begin PAGE TEXT

In Financial Food Chains, Little Guys Can’t Win

By BEN STEIN
28 September 2008

IMAGINE, if you will, that a man who had much to do with creating the present credit crisis now says he is the man to fix this giant problem, and that his work is so important that he will need a trillion dollars or so of your money. Then add that this man thinks he is so indispensable that he wants Congress to forbid any judicial or administrative questioning of anything he does with your dollars.

You might think of a latter-day Lenin or Fidel Castro, but you would be far afield. Instead, you should be thinking of Treasury Secretary Henry M. Paulson Jr. and the rapidly disintegrating United States of America, right here and now.

But I am getting ahead of myself. First, I am furious at what the traders, speculators, hedge funds and the government have done to everyone who is saving and investing for retirement and future security. Millions of us did nothing wrong, according to the accepted wisdom of the age. We saved. We put a large part of our money into the stock market, as we were urged to do. Because the market wasn’t at ridiculously high levels, it seemed prudent to invest in broad indexes, foreign indexes and small- and large-cap indexes.

Now we have had the rug pulled out from under us. Our retirements have been put into severe jeopardy. The “earnings” part of those price-to-earnings ratios turns out to have been fiction for some financial companies, which normally account for a big part of total corporate earnings. In fact, earnings of giant finance players were often wildly negative, creating a situation rarely seen since the Great Depression, when the aggregate earnings of the Dow 30 were negative.

The current negativity occurred because of wild, casino-type operations of big finance players, creating liabilities way beyond anything we could have reasonably expected. This looks a lot like theft on a spectacular scale — of our wallets, our peace of mind, our futures.

Second, according to what I hear from my betters in the world of finance, the most serious problems are not with the bundles of subprime mortgages themselves — a large but not lethal quantum as far as I can tell — but with derivatives contracts tied to subprime and other dicey debt. These contracts are superficially an attempt to “insure” against risks of default, hence the name “credit-default swaps.” In fact, they are an immense wager — which anyone with lots of money or borrowing ability can enter — about how mortgage-backed bonds, leveraged loan bonds, student loan bonds, credit card bonds and the like will perform.

These wagers entail amounts many times larger than the total of subprime loans. In fact, there are roughly $62 trillion in credit-default swap derivatives out there, compared with about $1 trillion of subprime mortgages. These derivatives are “weapons of financial mass destruction,” in the prophetic words of Warren E. Buffett. (Apparently believing that the worst is over, at least for one big investment bank, Mr. Buffett is now investing in Goldman Sachs.)

The swaps market has been unregulated. It has been just a lot of people making bets with one another. Some of them made incredibly fortunate payoff wagers against the mortgage bonds, using credit-default swaps as their wagering vehicle. I am not sure who the big winners are, but they are out there, and the gains were big enough to cripple the part of Wall Street on the losing side of the bets.

Almost no one (except Mr. Buffett) saw this coming, at least not on this scale. But let’s get back to the man of the hour. Why didn’t Mr. Paulson, the Treasury secretary, see it? He was once the head of Goldman Sachs, an immense player in the swaps world. Didn’t people at Treasury have a clue? If they didn’t, what was going on in their heads? If they did, why didn’t they do something about it a year ago, when saving the world would have been a lot cheaper?

end PAGE TEXT

> _WHAT TO DO_
- A) According to the article on financial food chains, roughly how much is out there in credit-default swap derivatives?
- B) Rewrite the entries with "yellow boat" changed to "red kayak", keeping everything else the same.
The article and the entries have no connection to each other.

begin DATASET

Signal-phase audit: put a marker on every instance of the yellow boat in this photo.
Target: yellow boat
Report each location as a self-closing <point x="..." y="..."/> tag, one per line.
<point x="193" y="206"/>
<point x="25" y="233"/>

end DATASET

> _ANSWERS GIVEN_
- A) Roughly $62 trillion.

- B)
Signal-phase audit: put a marker on every instance of the red kayak in this photo.
Target: red kayak
Report each location as a self-closing <point x="..." y="..."/> tag, one per line.
<point x="193" y="206"/>
<point x="25" y="233"/>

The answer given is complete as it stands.